_Information supplied_:
-----

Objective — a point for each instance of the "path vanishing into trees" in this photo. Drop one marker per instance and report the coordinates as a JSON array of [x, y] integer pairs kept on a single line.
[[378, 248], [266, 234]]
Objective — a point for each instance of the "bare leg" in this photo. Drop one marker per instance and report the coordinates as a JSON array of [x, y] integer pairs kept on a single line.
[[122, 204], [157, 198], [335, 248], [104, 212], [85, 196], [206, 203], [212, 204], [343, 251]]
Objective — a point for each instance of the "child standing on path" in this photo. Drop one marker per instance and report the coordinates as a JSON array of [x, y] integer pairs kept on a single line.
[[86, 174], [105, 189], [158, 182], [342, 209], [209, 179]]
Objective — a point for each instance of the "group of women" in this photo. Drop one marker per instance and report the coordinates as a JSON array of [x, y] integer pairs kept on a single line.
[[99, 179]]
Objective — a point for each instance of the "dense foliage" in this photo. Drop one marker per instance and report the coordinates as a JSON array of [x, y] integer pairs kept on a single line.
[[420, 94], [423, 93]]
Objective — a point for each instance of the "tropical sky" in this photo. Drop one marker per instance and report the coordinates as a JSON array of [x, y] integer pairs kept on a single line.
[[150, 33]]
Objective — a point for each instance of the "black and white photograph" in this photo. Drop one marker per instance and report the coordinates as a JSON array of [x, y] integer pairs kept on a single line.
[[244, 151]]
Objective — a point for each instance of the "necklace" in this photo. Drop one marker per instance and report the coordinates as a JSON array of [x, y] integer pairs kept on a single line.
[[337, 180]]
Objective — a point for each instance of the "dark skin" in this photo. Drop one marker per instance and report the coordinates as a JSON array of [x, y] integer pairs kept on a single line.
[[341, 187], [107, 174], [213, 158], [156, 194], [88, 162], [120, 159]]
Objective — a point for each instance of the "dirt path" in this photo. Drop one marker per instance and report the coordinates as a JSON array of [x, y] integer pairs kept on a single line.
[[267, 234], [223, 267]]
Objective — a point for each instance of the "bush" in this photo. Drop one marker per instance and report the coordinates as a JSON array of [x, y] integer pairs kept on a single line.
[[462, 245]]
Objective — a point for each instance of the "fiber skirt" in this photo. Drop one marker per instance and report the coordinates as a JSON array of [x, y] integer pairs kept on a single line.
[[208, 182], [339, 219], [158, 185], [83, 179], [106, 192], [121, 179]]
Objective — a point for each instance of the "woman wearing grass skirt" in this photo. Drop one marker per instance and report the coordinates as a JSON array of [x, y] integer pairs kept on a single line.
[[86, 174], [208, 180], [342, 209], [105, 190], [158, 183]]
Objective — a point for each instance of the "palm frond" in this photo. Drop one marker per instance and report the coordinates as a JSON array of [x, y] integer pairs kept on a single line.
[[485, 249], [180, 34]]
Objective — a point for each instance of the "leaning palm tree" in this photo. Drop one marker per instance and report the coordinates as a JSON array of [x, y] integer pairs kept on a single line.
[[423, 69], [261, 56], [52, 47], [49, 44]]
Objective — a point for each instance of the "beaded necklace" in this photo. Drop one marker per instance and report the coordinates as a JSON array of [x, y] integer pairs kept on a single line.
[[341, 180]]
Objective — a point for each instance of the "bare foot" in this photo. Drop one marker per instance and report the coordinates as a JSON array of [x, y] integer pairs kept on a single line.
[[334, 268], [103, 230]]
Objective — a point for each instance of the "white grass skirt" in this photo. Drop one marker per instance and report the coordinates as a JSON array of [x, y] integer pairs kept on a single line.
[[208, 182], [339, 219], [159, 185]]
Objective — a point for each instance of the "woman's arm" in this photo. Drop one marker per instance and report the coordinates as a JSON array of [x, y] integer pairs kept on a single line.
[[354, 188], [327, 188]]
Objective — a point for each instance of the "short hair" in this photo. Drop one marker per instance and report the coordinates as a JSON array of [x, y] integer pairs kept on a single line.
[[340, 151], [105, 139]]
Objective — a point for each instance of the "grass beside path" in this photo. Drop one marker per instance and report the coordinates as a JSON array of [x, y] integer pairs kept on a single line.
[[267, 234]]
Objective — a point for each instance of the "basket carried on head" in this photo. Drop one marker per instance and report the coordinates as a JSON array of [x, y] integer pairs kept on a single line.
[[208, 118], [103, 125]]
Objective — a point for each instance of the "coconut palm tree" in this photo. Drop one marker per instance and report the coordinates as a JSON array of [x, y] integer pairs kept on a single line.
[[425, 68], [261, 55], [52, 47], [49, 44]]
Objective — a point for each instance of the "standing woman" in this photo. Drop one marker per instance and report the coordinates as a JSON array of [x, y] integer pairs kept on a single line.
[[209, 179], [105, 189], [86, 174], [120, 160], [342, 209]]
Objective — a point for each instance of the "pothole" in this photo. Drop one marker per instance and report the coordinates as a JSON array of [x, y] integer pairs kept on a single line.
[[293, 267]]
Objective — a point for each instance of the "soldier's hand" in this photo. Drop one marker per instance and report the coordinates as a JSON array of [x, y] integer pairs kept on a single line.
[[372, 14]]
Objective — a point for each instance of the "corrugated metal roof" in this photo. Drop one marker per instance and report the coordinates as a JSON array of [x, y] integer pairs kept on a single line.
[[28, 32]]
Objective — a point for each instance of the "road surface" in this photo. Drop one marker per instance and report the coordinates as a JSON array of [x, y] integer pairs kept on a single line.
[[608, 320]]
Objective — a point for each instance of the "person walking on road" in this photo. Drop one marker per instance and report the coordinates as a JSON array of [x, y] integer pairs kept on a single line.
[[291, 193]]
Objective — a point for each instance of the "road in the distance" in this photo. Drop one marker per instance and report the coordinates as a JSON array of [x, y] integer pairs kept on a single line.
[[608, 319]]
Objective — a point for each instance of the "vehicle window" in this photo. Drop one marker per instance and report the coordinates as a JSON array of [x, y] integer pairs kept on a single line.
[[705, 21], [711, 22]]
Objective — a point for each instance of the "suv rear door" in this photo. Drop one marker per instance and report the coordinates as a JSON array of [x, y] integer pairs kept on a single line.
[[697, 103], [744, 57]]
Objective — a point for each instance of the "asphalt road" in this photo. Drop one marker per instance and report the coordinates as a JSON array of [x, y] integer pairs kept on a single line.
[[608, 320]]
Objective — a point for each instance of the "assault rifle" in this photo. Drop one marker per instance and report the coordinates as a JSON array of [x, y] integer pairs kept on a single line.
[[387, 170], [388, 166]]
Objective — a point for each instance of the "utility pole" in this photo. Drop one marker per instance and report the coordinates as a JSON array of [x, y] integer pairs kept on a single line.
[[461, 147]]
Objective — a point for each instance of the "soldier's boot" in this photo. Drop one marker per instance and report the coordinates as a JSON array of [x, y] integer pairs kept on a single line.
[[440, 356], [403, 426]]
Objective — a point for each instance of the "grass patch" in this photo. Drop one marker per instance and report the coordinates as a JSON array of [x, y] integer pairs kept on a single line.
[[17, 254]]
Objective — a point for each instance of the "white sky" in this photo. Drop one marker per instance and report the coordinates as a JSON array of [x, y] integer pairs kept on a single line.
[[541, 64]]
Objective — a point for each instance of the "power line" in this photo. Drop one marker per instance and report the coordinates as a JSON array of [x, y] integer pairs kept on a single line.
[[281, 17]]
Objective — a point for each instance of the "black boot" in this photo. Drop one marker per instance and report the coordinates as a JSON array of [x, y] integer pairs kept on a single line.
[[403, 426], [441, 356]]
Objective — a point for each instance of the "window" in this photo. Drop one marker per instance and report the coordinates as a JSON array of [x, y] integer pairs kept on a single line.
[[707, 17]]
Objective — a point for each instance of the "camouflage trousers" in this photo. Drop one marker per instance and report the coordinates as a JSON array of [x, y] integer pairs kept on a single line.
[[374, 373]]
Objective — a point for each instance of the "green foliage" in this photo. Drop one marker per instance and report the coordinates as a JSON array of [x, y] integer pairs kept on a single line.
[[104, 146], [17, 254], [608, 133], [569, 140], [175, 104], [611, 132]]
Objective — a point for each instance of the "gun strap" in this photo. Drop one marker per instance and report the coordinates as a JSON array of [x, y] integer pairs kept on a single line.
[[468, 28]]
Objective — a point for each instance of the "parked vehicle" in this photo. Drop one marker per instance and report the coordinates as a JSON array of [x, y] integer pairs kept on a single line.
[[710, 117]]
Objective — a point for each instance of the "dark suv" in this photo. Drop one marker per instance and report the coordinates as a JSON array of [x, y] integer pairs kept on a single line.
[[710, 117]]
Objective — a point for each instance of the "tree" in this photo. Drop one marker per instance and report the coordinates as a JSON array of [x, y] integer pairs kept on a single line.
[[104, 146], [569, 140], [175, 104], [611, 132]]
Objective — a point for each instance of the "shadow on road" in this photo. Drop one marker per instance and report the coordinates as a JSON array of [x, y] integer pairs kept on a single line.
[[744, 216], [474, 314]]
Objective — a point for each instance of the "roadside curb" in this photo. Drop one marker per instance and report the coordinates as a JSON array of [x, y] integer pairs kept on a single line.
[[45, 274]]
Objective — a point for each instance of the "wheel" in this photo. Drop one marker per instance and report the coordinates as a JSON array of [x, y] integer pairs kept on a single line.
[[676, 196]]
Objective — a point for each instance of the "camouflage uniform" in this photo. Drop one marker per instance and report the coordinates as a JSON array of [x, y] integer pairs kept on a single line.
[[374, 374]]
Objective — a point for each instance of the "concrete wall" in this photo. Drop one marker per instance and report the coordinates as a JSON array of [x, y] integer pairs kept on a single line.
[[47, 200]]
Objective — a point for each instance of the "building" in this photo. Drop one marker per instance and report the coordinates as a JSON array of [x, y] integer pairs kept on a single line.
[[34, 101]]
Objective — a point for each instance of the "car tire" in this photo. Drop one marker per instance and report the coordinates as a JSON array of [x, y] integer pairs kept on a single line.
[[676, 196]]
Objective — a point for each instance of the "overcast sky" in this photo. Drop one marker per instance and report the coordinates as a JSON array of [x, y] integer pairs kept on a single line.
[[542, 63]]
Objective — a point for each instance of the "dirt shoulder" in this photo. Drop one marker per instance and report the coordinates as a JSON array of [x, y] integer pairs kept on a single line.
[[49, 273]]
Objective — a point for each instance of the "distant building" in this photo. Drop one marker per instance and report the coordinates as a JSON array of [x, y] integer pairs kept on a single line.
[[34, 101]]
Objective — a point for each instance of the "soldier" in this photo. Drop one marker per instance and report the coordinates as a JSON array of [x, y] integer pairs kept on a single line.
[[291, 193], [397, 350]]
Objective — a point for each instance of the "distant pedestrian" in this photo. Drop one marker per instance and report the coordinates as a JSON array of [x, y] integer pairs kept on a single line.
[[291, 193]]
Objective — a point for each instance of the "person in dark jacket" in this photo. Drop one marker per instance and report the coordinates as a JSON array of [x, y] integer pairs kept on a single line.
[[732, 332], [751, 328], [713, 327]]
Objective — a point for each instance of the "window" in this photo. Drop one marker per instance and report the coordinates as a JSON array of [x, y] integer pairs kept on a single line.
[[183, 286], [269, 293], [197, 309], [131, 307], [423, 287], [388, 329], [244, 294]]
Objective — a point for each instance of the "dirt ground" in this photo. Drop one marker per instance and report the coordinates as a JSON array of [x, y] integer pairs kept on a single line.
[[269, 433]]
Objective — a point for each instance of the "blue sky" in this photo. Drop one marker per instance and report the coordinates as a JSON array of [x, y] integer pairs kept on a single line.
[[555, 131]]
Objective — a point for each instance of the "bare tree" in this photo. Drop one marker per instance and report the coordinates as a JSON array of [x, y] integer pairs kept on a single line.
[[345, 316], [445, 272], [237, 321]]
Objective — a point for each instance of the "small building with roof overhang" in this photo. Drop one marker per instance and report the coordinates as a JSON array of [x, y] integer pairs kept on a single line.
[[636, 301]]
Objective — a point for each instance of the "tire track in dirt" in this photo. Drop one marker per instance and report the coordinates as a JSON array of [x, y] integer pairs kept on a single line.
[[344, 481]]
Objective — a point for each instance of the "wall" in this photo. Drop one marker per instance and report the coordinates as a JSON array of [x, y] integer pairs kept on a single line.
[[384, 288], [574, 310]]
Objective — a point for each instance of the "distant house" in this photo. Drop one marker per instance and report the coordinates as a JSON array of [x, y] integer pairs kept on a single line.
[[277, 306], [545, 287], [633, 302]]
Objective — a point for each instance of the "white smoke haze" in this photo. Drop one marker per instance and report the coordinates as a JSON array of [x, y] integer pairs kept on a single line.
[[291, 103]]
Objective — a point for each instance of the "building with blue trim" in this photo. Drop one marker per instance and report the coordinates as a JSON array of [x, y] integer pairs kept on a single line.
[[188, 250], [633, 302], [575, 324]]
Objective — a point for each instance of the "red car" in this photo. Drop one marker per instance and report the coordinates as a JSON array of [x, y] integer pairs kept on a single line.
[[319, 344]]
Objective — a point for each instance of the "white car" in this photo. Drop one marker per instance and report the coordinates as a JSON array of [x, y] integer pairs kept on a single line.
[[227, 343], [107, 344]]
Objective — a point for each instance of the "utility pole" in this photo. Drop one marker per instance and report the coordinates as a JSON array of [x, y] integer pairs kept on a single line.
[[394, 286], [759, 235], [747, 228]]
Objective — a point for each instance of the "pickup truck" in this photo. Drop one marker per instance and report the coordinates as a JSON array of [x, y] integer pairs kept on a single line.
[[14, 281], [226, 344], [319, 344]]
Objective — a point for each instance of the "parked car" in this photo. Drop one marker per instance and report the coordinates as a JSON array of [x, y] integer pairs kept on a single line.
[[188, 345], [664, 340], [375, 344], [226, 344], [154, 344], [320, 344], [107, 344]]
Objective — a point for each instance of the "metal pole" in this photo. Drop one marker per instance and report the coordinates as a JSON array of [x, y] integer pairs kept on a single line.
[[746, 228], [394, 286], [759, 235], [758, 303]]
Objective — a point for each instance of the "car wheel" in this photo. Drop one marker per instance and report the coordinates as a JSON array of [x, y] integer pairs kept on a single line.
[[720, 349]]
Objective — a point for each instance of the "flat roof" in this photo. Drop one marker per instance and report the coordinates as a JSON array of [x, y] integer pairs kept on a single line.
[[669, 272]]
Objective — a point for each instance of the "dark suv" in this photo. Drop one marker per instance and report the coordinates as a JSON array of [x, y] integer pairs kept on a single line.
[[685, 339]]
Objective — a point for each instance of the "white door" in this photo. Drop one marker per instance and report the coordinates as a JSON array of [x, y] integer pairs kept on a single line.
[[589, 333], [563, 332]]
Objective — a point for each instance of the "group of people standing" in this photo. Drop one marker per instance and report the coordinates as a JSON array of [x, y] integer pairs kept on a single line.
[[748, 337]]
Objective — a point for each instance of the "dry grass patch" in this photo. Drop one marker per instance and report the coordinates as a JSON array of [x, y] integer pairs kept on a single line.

-----

_Task goal_:
Put everything from the start of the material above down to the line containing "[[244, 151]]" into a JSON list of strings, one string per line, with blank lines left out.

_Reply_:
[
  "Objective — a point for each instance of the \"path vanishing into trees\" in this photo. Drop one marker per instance and report the coordinates as a JSON array of [x, y] integer pairs kept on a single line.",
  "[[378, 248], [266, 234]]",
  "Objective — a point for each instance of the \"bare leg\" in this photo. Drop one marker per instance and report the coordinates as a JSON array of [x, y] integer pairs kept on a single line.",
  "[[122, 204], [157, 198], [335, 248], [104, 212], [85, 196], [206, 203], [212, 204], [343, 251]]",
  "Objective — a point for each instance of the \"child standing on path\" in this photo. Drop one marker per instance and report the coordinates as a JSON array of [x, y] integer pairs kept on a single line.",
  "[[86, 174], [105, 189], [158, 182], [342, 209], [209, 179]]",
  "Objective — a point for each instance of the \"group of women\" in this photo. Drop one marker per instance and report the coordinates as a JSON array of [x, y] integer pairs kept on a single line.",
  "[[99, 179]]",
  "Objective — a point for each instance of the \"dense foliage\" in this photo. Drop one marker per instance and report the coordinates as a JSON array of [x, y] integer pairs kept on a single line.",
  "[[420, 94], [423, 93]]",
  "Objective — a point for each instance of the \"tropical sky\" in this photo. Drop one marker per instance and report the coordinates as a JSON array of [x, y] integer pairs kept on a single line.",
  "[[150, 33]]",
  "Objective — a point for each instance of the \"black and white photograph\" in this photo. Drop one marker per instance and report the coordinates as a JSON array of [x, y] integer pairs kept on a single line.",
  "[[244, 151]]"
]